Over the course of 2022 we have already announced an investment from North Carolina semiconductor company Wolfspeed and a major R&D partnership between Queen’s University Belfast and Silicon Valley technology company NVIDIA; investments which not only support high-wage employment but also diffuse knowledge, technology and a global outlook.

Earlier this year I visited New York, Maryland and Washington DC to pitch my ambitious plans for our economy in Northern Ireland. I met with local office holders, influencers and potential new investors to explore new ways to benefit trade relations between our two countries.

On the milestone of its centenary, Northern Ireland is changing and transforming itself faster than anyone could have imagined. An important part of that is our 10X Economic Vision, an ambitious strategy to drive innovation, inclusive growth and bring opportunities to people here from every background in every community. 10X identifies what makes Northern Ireland unique and sets us apart from the crowd, building on our core strengths and capabilities across a range of technologies.

We are investing in some of the most important future-looking sectors: life and health sciences, the digital and creative industries, AI, advanced manufacturing and agricultural innovation – and we are doing so on a collaborative basis.

My Department provides up to £2m each year to support our world class universities’ participation in the US-Ireland Research and Development Partnership. Through the Partnership, the Department works with the Governments of the USA and the Irish Republic to co-fund leading edge, fully collaborative, internationally peer reviewed research between universities in the three jurisdictions.

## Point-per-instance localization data
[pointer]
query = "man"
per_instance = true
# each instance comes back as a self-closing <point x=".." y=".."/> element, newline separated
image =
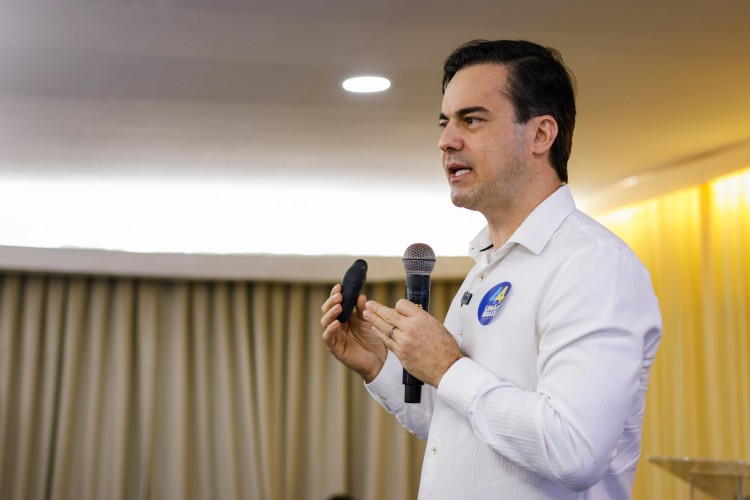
<point x="536" y="384"/>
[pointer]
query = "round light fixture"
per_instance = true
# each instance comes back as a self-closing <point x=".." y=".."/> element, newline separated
<point x="364" y="84"/>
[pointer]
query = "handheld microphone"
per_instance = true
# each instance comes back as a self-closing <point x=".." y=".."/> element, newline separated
<point x="351" y="286"/>
<point x="419" y="261"/>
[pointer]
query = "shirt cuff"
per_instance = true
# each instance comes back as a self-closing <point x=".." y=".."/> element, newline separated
<point x="387" y="388"/>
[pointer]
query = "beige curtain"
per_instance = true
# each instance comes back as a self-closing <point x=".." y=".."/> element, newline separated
<point x="139" y="389"/>
<point x="156" y="389"/>
<point x="696" y="243"/>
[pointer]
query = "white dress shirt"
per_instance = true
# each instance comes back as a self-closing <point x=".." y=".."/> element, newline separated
<point x="559" y="335"/>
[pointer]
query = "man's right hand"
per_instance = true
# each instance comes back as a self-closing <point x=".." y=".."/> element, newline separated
<point x="353" y="343"/>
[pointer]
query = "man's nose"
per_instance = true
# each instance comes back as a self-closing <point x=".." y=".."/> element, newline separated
<point x="450" y="138"/>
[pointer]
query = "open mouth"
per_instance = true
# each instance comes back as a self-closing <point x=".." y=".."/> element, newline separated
<point x="457" y="171"/>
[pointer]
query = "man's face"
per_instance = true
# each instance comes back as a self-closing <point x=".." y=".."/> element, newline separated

## WHAT NEEDS TO BE DONE
Copy out the whole text on Northern Ireland's economy word for word. Only the text on Northern Ireland's economy is needed here; leave the records aside.

## SOLUTION TO THIS TASK
Over the course of 2022 we have already announced an investment from North Carolina semiconductor company Wolfspeed and a major R&D partnership between Queen’s University Belfast and Silicon Valley technology company NVIDIA; investments which not only support high-wage employment but also diffuse knowledge, technology and a global outlook.

Earlier this year I visited New York, Maryland and Washington DC to pitch my ambitious plans for our economy in Northern Ireland. I met with local office holders, influencers and potential new investors to explore new ways to benefit trade relations between our two countries.

On the milestone of its centenary, Northern Ireland is changing and transforming itself faster than anyone could have imagined. An important part of that is our 10X Economic Vision, an ambitious strategy to drive innovation, inclusive growth and bring opportunities to people here from every background in every community. 10X identifies what makes Northern Ireland unique and sets us apart from the crowd, building on our core strengths and capabilities across a range of technologies.

We are investing in some of the most important future-looking sectors: life and health sciences, the digital and creative industries, AI, advanced manufacturing and agricultural innovation – and we are doing so on a collaborative basis.

My Department provides up to £2m each year to support our world class universities’ participation in the US-Ireland Research and Development Partnership. Through the Partnership, the Department works with the Governments of the USA and the Irish Republic to co-fund leading edge, fully collaborative, internationally peer reviewed research between universities in the three jurisdictions.